- Text block:
..............................

This discussion is archived
14 Replies Latest reply: Sep 25, 2012 9:34 AM by 72370 RSS

Error in start asm

961879 Newbie
Currently Being Moderated
Hi,
I had a cluster distributed on three nodes: server09 (node1), server08(node2) and server07(node3).
I deleted erroneously many system files from server08 and now I need to start the cluster on the other nodes.
I started the server09 and server07 but the asm does not start.
I tried to execute this command but I receive:
[oracle@server09 ~]$ su -c "crsctl stop crs -f"
Password:
CRS-2791: Starting shutdown of Oracle High Availability Services-managed resources on 'server09'
CRS-2673: Attempting to stop 'ora.crsd' on 'server09'
CRS-4548: Unable to connect to CRSD
CRS-2675: Stop of 'ora.crsd' on 'server09' failed
CRS-2679: Attempting to clean 'ora.crsd' on 'server09'
CRS-4548: Unable to connect to CRSD
CRS-2678: 'ora.crsd' on 'server09' has experienced an unrecoverable failure
CRS-0267: Human intervention required to resume its availability.
CRS-2795: Shutdown of Oracle High Availability Services-managed resources on 'server09' has failed
CRS-4687: Shutdown command has completed with error(s).
CRS-4000: Command Stop failed, or completed with errors.
If I try to start asm I receiver:
[oracle@server09 ~]$ su -c "crsctl start crs"
Password:
CRS-4640: Oracle High Availability Services is already active
CRS-4000: Command Start failed, or completed with errors.
Then I executed:
[oracle@server09 ~]$ crsctl stat res -t
CRS-4535: Cannot communicate with Cluster Ready Services
CRS-4000: Command Status failed, or completed with errors.
and
[oracle@server09 ~]$ crsctl check crs
CRS-4638: Oracle High Availability Services is online
CRS-4535: Cannot communicate with Cluster Ready Services
CRS-4530: Communications failure contacting Cluster Synchronization Services daemon
CRS-4533: Event Manager is online
but nothing.
What can I do?
I cannot use the server08 for some days so I need the cluster on on the other two instances.

Thanks a lot,
bye bye.
  • 1. Re: Error in start asm
    BillyVerreynne Oracle ACE
    Currently Being Moderated
    When starting CRS (Cluster Ready Services), and it fails, the typically reasons are:
    a) Interconnect fails/missing
    b) OCR and/or voting disks are failing/missing

    CRS should write an error to the syslog daemon that will appear in +/var/log/messages+. More detailed error listings/traces will be in the CRS log files.

    You have neglected to specify your Oracle and o/s versions.
  • 2. Re: Error in start asm
    961879 Newbie
    Currently Being Moderated
    My oracle version is 11.2.0

    in crsd.log I found:
    2012-09-18 13:34:14.937: [ CSSCLNT][2795496160]clssscConnect: gipc request failed with 29 (0x16)
    2012-09-18 13:34:14.937: [ CSSCLNT][2795496160]clsssInitNative: connect failed, rc 29
    2012-09-18 13:34:14.937: [  CRSRTI][2795496160] CSS is not ready. Received status 3 from CSS. Waiting for good status ..

..............................

- Written instruction A: Please reproduce the passage of the ASM startup error thread from "CRS-4000: Command Stop" up to and including "Start failed, or completed with errors.", word for word.
- Written instruction B: Write what comes next in the ASM startup error thread, beginning right after its final line.

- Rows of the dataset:
..............................

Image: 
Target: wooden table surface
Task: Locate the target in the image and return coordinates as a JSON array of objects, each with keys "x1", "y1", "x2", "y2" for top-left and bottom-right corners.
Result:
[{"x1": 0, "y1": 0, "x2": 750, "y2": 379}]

..............................

- Response A:
CRS-4000: Command Stop failed, or completed with errors.
If I try to start asm I receiver:
[oracle@server09 ~]$ su -c "crsctl start crs"
Password:
CRS-4640: Oracle High Availability Services is already active
CRS-4000: Command Start failed, or completed with errors.

- Response B:
    The I received this executing cluvfy stage -post crsinst -n server07,server08,server09 -verbose:
    Performing post-checks for cluster services setup 
    
    Checking node reachability...
    
    Check: Node reachability from node "server09"
      Destination Node                      Reachable?              
      ------------------------------------  ------------------------
      server08                              no                      
      server07                              yes                     
      server09                              yes                     
    Result: Node reachability check failed from node "server09"
    
    
    WARNING: 
    These nodes cannot be reached:
         server08
    Verification will proceed with nodes:
         server09,server07
    
    Checking user equivalence...
    
    Check: User equivalence for user "oracle"
      Node Name                             Comment                 
      ------------------------------------  ------------------------
      server09                              passed                  
      server07                              passed                  
    Result: User equivalence check passed for user "oracle"
    Checking time zone consistency...
    Time zone consistency check passed.
    
    ERROR: 
    Cluster manager integrity check failed
    PRVF-5434 : Cannot identify the current CRS software version
    
    UDev attributes check for OCR locations started...
    Checking udev settings for device "/dev/mapper/mpath2p1" 
      Device            Owner         Group         Permissions   Result          
      ----------------  ------------  ------------  ------------  ----------------
    PRVF-5184 : Check of following Udev attributes of "server09:/dev/mapper/mpath2p1" failed: "[Group: Found='root' Expected='oinstall', Permissions: Found='0600' Expected='0640']" 
    
      Device            Owner         Group         Permissions   Result          
      ----------------  ------------  ------------  ------------  ----------------
    PRVF-5184 : Check of following Udev attributes of "server07:/dev/mapper/mpath2p1" failed: "[Group: Found='root' Expected='oinstall', Permissions: Found='0600' Expected='0640']" 
    
    Checking udev settings for device "/dev/mapper/mpath3p1" 
      Device            Owner         Group         Permissions   Result          
      ----------------  ------------  ------------  ------------  ----------------
    PRVF-5184 : Check of following Udev attributes of "server09:/dev/mapper/mpath3p1" failed: "[Group: Found='root' Expected='oinstall', Permissions: Found='0600' Expected='0640']" 
    
      Device            Owner         Group         Permissions   Result          
      ----------------  ------------  ------------  ------------  ----------------
    PRVF-5184 : Check of following Udev attributes of "server07:/dev/mapper/mpath3p1" failed: "[Group: Found='root' Expected='oinstall', Permissions: Found='0600' Expected='0640']" 
    
    Result: UDev attributes check failed for OCR locations 
    
    
    UDev attributes check for Voting Disk locations started...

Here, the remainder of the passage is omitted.